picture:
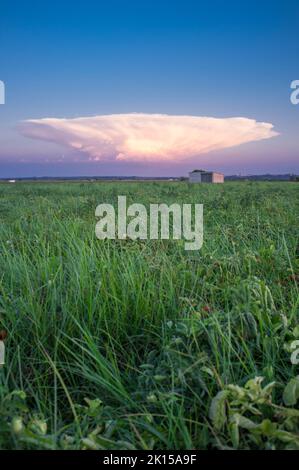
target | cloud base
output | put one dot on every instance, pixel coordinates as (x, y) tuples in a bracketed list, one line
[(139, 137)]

####

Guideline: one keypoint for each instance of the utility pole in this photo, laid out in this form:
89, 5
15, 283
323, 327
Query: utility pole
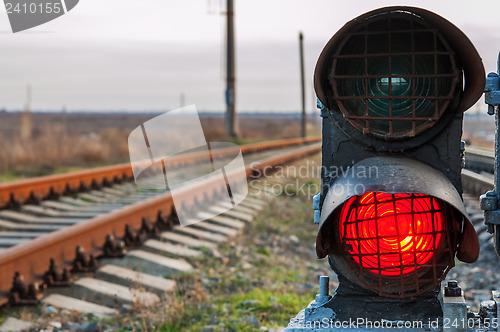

####

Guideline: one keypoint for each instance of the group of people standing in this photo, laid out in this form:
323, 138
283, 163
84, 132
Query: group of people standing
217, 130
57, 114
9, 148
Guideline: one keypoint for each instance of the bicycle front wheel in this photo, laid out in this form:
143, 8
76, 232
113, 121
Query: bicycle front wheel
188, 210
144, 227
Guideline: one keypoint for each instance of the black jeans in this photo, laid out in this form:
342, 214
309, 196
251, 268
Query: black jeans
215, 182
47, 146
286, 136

####

**Exercise instructions**
Copy out each line from the preceding entries that mentions the word "pole".

**Result of the exercise**
Guideline: one keypoint for each instance of the utility pole in this photo, laid out in this form:
Query: utility pole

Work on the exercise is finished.